Write out only the tail of the records, beginning at the line containing "Could you point to the santa's white" and including the last line, exactly as written.

(Records excerpted from a collection)
━━━

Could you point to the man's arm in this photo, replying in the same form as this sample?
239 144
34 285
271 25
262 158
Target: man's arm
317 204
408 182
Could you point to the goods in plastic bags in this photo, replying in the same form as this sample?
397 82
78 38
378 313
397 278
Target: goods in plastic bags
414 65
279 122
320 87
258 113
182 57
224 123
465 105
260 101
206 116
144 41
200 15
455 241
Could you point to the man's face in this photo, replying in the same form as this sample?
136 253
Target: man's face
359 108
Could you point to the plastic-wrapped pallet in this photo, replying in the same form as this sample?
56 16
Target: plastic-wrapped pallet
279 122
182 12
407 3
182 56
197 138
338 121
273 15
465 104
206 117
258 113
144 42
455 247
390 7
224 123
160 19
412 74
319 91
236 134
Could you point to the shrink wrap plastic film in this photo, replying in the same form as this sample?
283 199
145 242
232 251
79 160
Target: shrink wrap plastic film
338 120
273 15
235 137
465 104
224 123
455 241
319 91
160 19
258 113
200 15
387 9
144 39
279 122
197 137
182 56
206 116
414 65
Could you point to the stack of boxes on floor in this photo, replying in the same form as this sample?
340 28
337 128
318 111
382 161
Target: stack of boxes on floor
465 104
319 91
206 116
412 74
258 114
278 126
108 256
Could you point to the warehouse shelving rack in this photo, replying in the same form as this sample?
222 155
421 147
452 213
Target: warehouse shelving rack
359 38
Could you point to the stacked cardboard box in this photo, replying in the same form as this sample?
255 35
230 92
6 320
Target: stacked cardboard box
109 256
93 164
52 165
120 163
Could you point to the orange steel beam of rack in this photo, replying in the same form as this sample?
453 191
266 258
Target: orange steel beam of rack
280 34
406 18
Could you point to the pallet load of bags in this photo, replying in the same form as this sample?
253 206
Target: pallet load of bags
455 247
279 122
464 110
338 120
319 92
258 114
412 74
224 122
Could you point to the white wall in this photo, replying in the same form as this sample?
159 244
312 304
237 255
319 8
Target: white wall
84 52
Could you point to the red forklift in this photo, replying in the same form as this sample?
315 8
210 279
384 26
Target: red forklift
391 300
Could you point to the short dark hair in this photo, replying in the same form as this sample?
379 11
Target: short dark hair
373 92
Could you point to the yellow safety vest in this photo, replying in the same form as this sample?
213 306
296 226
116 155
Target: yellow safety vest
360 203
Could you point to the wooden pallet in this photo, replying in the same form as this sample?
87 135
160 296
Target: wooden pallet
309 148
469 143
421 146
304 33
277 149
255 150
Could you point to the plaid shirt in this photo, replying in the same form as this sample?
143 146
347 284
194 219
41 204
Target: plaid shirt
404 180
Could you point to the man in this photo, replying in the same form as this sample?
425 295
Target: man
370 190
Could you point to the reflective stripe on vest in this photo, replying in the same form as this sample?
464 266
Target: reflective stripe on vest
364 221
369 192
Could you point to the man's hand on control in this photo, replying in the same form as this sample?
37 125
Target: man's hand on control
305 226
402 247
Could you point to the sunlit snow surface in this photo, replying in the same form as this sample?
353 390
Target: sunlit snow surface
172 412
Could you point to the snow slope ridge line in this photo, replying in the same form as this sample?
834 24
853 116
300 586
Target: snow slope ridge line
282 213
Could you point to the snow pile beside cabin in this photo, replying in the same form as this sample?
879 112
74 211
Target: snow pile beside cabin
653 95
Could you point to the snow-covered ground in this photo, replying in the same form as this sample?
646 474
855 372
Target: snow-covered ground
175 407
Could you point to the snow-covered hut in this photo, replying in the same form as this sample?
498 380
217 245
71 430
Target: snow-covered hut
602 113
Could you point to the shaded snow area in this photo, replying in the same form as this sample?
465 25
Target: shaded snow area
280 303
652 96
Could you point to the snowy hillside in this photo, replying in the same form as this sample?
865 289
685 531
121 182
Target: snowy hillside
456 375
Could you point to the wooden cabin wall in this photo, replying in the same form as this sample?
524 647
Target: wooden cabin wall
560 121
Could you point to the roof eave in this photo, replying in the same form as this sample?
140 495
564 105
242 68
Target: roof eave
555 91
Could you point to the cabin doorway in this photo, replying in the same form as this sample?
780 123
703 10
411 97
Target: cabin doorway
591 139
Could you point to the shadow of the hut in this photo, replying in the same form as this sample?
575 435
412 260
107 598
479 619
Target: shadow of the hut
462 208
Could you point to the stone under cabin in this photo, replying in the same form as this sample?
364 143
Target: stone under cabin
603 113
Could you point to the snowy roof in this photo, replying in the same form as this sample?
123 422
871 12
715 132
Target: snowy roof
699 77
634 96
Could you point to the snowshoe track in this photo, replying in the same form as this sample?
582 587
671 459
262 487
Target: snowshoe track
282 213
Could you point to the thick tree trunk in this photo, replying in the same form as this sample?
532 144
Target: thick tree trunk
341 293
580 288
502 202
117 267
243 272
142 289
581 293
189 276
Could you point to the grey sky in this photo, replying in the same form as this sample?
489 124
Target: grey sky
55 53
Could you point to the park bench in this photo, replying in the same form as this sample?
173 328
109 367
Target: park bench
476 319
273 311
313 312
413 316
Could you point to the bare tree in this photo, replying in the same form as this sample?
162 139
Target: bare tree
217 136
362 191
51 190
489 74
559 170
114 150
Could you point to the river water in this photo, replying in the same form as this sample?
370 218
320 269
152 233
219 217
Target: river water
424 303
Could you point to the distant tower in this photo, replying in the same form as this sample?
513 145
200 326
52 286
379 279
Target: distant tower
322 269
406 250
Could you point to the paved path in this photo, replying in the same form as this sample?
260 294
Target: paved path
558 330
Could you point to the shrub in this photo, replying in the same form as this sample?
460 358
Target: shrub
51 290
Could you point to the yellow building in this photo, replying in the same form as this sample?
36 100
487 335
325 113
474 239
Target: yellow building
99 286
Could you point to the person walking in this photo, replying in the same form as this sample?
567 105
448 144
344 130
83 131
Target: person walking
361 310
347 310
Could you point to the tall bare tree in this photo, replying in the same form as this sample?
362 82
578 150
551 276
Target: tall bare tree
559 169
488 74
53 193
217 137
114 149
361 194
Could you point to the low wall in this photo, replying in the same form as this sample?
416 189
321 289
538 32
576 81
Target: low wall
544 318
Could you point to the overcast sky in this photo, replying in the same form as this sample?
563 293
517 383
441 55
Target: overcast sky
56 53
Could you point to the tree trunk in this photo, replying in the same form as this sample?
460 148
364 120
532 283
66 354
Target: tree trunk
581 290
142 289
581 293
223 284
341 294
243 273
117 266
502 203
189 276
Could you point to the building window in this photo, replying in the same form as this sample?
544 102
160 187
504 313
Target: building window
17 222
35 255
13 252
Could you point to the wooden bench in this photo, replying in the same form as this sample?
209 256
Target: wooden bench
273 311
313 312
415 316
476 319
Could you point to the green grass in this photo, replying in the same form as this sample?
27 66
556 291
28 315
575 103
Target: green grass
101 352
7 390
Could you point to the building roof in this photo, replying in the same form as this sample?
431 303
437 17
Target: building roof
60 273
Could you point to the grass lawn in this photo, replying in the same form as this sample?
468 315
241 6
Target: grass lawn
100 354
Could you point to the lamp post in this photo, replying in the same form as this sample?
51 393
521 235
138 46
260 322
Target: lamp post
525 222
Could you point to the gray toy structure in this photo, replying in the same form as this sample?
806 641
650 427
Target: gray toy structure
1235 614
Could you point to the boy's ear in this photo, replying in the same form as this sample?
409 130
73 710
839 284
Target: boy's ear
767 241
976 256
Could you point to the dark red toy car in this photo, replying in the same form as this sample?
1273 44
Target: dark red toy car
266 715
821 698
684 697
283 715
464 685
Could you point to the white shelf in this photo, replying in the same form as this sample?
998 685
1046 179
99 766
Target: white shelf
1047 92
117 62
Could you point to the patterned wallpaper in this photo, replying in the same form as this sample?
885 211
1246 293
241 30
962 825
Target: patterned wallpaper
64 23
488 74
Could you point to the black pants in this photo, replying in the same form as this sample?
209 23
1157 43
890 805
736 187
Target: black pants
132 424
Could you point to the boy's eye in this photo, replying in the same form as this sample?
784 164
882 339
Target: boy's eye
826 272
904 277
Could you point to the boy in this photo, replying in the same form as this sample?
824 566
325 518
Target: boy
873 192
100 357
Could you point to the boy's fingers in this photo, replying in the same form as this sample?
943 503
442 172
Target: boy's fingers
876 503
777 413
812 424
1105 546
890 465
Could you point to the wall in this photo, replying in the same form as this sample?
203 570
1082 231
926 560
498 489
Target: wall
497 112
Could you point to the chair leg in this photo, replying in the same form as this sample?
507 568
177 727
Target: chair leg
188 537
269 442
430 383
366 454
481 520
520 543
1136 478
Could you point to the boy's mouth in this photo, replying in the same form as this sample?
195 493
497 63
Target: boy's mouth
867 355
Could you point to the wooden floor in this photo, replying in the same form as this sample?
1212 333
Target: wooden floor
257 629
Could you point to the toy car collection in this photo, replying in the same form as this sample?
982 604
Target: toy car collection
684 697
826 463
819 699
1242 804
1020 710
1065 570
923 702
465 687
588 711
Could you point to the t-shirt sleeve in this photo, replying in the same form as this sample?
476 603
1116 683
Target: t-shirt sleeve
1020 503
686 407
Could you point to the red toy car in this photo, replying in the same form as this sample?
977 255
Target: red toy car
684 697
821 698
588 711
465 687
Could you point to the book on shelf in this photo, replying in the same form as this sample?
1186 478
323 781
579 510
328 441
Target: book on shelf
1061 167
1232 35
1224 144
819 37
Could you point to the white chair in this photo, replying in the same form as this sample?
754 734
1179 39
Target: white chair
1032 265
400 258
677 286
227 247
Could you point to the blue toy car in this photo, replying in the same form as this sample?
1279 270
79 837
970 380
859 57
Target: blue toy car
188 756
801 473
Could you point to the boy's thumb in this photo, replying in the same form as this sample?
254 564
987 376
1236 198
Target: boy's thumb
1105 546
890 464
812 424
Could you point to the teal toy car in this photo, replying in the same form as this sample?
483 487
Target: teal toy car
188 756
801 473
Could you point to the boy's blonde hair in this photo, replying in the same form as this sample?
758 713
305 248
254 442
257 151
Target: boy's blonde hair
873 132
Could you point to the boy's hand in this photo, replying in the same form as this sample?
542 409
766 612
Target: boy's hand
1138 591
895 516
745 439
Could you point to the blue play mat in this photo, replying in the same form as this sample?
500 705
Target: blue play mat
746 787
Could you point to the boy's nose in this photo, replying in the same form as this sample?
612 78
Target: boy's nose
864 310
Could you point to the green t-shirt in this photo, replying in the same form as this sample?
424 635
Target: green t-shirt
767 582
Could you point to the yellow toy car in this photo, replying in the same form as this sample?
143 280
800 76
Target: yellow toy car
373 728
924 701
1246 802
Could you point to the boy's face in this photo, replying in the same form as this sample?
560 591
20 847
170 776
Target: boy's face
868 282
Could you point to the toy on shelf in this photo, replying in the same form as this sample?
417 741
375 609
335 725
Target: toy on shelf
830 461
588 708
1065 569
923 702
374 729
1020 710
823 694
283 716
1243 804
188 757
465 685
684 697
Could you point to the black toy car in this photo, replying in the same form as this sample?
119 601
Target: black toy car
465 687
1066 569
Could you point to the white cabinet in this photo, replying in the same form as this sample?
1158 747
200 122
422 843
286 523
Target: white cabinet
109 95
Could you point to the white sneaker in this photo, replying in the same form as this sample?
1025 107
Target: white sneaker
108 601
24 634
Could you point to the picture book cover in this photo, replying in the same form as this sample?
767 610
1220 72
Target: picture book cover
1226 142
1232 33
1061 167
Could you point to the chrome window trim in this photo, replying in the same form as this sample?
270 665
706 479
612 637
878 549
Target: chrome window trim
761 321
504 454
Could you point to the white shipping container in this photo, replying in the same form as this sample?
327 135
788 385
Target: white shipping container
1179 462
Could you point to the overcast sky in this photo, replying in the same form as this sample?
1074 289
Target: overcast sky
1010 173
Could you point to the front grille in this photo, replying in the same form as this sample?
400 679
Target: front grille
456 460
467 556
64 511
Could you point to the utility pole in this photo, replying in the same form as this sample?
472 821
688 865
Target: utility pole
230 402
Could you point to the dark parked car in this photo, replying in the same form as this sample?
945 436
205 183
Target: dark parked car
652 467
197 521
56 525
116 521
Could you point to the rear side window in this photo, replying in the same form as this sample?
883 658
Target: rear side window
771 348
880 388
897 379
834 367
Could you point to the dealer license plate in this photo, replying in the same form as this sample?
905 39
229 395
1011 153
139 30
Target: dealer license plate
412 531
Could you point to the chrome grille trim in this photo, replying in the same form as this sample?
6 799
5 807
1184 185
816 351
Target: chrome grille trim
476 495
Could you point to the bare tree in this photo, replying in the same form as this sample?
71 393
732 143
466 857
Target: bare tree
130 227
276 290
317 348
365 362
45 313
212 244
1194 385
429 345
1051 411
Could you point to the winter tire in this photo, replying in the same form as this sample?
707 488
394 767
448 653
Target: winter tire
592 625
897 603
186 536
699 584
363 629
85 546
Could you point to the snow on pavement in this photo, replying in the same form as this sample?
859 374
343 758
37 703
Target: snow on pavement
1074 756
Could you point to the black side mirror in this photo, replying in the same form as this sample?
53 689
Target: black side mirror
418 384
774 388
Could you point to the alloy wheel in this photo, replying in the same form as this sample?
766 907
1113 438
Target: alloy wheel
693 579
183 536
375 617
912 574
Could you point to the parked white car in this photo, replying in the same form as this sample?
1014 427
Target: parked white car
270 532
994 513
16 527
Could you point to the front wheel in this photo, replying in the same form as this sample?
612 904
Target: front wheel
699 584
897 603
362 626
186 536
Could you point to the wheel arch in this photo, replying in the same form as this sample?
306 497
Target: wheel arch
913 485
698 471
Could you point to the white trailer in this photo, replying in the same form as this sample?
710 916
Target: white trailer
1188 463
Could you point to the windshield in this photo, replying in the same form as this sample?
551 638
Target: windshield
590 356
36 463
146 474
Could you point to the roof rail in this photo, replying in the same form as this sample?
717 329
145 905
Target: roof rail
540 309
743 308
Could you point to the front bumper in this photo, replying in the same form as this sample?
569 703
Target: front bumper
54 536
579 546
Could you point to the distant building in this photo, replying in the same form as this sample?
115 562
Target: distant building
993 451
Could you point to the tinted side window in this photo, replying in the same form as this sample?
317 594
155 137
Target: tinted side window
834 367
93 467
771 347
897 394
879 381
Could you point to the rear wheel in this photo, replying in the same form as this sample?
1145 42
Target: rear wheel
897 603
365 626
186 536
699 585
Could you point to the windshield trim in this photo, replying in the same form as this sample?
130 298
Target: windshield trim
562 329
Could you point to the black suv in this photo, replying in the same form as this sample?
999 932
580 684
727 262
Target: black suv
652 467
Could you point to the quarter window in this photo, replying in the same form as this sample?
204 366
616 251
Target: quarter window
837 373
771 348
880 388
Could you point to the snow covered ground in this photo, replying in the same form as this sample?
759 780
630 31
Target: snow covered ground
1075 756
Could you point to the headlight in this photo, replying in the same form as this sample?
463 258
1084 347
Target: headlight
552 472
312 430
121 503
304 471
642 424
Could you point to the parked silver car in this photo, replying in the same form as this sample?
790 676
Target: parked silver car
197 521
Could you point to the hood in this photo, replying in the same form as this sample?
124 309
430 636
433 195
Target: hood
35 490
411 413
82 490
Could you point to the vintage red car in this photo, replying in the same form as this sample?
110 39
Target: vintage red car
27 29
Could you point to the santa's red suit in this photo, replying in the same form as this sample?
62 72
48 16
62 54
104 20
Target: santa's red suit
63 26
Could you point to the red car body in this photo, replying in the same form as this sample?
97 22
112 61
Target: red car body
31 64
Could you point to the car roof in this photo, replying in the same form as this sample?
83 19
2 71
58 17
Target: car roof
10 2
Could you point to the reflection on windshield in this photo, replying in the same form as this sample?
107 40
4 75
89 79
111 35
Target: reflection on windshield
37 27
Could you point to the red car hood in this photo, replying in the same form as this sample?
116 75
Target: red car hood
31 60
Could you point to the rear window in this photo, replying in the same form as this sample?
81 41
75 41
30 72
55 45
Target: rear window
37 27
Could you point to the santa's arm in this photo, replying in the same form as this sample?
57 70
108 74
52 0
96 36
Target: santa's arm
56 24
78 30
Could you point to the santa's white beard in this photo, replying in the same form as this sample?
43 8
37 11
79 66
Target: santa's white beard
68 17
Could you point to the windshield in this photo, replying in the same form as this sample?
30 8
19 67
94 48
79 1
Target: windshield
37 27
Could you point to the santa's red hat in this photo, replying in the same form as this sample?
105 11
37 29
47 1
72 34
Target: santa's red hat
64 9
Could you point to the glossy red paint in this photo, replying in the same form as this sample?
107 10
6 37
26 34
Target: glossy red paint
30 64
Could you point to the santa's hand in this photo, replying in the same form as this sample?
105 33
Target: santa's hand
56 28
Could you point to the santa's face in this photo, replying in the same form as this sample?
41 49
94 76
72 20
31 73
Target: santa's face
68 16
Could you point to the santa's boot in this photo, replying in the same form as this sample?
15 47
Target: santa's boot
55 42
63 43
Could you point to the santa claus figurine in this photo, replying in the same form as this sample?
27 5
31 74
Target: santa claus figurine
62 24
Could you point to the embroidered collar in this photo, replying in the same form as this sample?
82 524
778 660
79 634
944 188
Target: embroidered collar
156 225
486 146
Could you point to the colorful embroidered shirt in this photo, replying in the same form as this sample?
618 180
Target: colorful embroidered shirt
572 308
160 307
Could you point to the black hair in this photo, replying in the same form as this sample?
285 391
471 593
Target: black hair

━━━

Written answer
Could you point to the santa's white beard in this photo, replying in the same form as this sample?
43 8
37 11
79 66
Target: santa's white beard
68 17
Could you point to the windshield in this photo, replying in the same form as this sample?
30 8
19 67
94 48
79 1
Target: windshield
37 27
Could you point to the santa's red hat in this photo, replying in the same form as this sample?
105 11
37 29
47 1
72 34
Target: santa's red hat
64 9
Could you point to the glossy red paint in this photo, replying in the same form as this sample?
107 10
6 37
26 34
Target: glossy red paint
30 64
Could you point to the santa's hand in this photo, replying in the same form as this sample?
105 33
Target: santa's hand
56 28
Could you point to the santa's face in this photo, replying in the same form as this sample?
41 49
94 76
72 20
31 73
Target: santa's face
68 16
Could you point to the santa's boot in this photo, replying in the same form as this sample?
15 47
Target: santa's boot
55 42
63 43
Could you point to the santa claus figurine in this photo, replying in the same form as this sample?
27 5
31 74
Target: santa claus figurine
62 24
Could you point to the embroidered collar in this photo, replying in the same form as this sample?
82 524
778 660
79 634
944 188
Target: embroidered collar
156 225
486 146
Could you point to the colorful embroidered shirt in this photo, replying in the same form as this sample?
618 180
Target: colorful embroidered shirt
572 308
160 307
Could you point to the black hair in this photo, replying in the same form as this sample?
285 391
471 593
Target: black hair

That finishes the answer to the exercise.